§ **DATASET RECORDS**:

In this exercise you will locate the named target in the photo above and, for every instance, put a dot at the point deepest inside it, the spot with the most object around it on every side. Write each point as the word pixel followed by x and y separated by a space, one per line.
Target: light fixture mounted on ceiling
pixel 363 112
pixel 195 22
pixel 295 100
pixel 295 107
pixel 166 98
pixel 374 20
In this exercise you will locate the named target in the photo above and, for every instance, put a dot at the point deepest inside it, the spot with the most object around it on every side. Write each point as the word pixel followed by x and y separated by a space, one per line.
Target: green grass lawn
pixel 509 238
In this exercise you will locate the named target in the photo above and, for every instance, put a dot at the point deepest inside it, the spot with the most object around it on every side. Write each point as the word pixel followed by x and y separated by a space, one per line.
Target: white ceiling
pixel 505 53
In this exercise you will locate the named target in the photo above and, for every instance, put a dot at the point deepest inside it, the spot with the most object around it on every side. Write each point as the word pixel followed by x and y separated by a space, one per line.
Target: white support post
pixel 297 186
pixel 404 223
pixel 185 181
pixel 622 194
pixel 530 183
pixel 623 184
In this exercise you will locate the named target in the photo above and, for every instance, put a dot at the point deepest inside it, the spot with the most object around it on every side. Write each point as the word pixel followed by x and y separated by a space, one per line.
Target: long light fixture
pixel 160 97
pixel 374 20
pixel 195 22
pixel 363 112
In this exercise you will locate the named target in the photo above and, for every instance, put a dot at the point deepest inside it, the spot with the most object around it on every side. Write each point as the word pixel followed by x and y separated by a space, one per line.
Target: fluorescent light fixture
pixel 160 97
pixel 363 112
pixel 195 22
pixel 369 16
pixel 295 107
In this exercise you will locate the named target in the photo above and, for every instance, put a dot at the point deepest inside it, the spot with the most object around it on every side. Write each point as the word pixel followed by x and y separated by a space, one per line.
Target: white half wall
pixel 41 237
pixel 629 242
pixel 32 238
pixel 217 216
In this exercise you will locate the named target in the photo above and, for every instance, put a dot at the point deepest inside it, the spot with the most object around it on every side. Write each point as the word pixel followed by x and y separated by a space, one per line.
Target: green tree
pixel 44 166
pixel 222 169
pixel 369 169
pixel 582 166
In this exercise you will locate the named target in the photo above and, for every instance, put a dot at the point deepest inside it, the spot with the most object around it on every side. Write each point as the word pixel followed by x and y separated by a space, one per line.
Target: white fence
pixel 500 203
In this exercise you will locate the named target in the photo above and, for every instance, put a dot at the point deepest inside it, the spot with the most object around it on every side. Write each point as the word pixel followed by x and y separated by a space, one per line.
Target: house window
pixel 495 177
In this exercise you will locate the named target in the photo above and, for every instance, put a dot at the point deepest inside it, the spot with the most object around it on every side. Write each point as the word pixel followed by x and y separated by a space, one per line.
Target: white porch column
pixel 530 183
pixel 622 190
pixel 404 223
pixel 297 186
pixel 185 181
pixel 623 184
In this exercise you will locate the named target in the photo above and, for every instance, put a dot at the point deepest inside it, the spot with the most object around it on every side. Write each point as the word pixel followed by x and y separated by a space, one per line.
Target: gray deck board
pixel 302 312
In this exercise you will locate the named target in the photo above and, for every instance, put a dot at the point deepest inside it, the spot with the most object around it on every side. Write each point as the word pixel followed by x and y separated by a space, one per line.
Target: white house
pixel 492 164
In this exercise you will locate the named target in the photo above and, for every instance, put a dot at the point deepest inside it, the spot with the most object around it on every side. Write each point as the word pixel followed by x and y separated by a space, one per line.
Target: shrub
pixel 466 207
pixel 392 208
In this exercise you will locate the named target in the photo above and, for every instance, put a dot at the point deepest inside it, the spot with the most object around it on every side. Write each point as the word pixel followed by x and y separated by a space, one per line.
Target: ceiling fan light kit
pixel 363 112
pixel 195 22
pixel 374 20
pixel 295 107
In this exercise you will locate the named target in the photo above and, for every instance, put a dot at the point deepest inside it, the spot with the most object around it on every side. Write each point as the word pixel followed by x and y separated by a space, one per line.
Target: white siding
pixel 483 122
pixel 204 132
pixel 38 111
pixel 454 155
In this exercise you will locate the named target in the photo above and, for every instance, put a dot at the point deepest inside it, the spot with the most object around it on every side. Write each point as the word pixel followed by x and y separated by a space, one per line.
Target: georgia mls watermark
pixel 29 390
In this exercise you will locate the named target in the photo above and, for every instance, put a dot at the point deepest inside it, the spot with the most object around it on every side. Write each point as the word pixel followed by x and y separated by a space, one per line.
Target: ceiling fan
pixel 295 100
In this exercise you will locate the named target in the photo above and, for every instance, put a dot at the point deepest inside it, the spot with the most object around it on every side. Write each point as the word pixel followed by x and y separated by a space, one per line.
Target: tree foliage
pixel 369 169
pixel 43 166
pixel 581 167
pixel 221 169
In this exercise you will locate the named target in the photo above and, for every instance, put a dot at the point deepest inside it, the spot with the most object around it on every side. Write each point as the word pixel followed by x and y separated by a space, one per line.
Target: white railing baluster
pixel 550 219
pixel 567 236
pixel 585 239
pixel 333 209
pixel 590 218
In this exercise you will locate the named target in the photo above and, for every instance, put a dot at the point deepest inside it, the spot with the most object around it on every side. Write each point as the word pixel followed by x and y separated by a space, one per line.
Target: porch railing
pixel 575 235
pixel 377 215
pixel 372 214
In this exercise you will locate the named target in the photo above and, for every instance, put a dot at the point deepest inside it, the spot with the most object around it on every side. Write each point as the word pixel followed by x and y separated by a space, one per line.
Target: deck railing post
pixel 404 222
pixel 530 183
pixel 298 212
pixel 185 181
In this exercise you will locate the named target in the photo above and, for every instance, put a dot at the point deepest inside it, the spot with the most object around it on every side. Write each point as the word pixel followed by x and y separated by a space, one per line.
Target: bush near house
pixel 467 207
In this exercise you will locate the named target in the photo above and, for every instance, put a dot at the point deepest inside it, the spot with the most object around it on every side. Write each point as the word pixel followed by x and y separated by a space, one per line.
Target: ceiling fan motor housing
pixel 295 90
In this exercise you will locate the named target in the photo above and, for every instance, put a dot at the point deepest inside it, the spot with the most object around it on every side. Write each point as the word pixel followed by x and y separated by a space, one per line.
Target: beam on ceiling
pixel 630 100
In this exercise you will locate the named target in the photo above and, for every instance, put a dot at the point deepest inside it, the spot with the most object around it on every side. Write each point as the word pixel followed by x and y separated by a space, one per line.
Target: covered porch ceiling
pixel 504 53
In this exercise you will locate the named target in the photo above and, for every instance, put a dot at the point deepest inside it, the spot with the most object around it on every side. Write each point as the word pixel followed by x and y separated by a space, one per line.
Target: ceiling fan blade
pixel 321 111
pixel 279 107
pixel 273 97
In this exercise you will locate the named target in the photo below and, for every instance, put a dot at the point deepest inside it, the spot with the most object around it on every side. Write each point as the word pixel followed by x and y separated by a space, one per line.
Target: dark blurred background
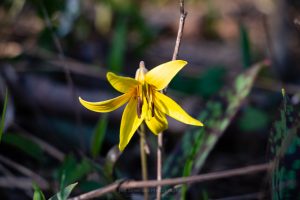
pixel 52 51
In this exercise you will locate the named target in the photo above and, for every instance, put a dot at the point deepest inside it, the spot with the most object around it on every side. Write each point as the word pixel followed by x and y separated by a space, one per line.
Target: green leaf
pixel 246 122
pixel 284 144
pixel 207 85
pixel 2 123
pixel 98 135
pixel 24 144
pixel 65 193
pixel 38 194
pixel 245 46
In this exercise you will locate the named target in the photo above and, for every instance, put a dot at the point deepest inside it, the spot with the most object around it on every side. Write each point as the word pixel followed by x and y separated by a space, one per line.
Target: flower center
pixel 144 93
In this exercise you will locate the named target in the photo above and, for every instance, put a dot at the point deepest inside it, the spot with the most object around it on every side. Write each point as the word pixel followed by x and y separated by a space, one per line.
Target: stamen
pixel 139 107
pixel 153 109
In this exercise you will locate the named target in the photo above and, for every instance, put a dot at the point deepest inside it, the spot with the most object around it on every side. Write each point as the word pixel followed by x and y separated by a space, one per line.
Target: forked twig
pixel 183 15
pixel 125 186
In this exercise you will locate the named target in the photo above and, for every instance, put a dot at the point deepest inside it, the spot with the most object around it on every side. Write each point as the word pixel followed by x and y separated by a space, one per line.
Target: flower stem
pixel 159 163
pixel 143 159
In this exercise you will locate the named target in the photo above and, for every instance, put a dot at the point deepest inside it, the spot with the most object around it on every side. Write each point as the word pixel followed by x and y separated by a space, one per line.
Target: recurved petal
pixel 162 75
pixel 171 108
pixel 129 123
pixel 106 106
pixel 158 123
pixel 121 83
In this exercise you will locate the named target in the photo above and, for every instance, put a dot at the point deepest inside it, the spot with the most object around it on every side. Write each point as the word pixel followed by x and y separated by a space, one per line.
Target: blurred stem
pixel 143 159
pixel 159 163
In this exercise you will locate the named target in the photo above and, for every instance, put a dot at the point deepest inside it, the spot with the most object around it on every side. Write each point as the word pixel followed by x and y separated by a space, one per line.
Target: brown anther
pixel 153 109
pixel 139 107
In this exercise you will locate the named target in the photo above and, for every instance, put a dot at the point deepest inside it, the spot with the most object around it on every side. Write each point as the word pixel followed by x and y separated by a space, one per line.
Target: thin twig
pixel 183 15
pixel 18 182
pixel 123 186
pixel 27 172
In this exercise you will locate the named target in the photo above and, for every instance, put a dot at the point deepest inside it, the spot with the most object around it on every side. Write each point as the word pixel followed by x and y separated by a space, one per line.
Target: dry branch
pixel 123 186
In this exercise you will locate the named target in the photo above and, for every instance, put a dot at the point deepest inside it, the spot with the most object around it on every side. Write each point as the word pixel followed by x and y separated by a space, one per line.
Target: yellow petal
pixel 129 123
pixel 162 75
pixel 108 105
pixel 158 123
pixel 120 83
pixel 171 108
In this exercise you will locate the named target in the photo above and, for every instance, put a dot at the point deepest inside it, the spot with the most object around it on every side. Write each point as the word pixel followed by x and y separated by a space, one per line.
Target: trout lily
pixel 145 101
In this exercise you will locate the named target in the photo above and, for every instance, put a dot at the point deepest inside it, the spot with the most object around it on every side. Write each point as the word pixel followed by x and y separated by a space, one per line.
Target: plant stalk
pixel 144 159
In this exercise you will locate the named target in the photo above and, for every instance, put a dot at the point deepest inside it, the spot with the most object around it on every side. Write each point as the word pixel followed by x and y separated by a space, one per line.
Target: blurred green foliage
pixel 284 147
pixel 38 194
pixel 245 46
pixel 206 85
pixel 197 144
pixel 64 193
pixel 253 119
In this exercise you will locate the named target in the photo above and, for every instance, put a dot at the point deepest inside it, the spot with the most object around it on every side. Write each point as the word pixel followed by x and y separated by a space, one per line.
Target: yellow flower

§ **WHAT YOU SHOULD DO**: Which lines in the records above contain the word "blurred"? Pick out each one and copy it.

§ **EXERCISE ANSWER**:
Target: dark blurred background
Target: blurred stem
Target: blurred green foliage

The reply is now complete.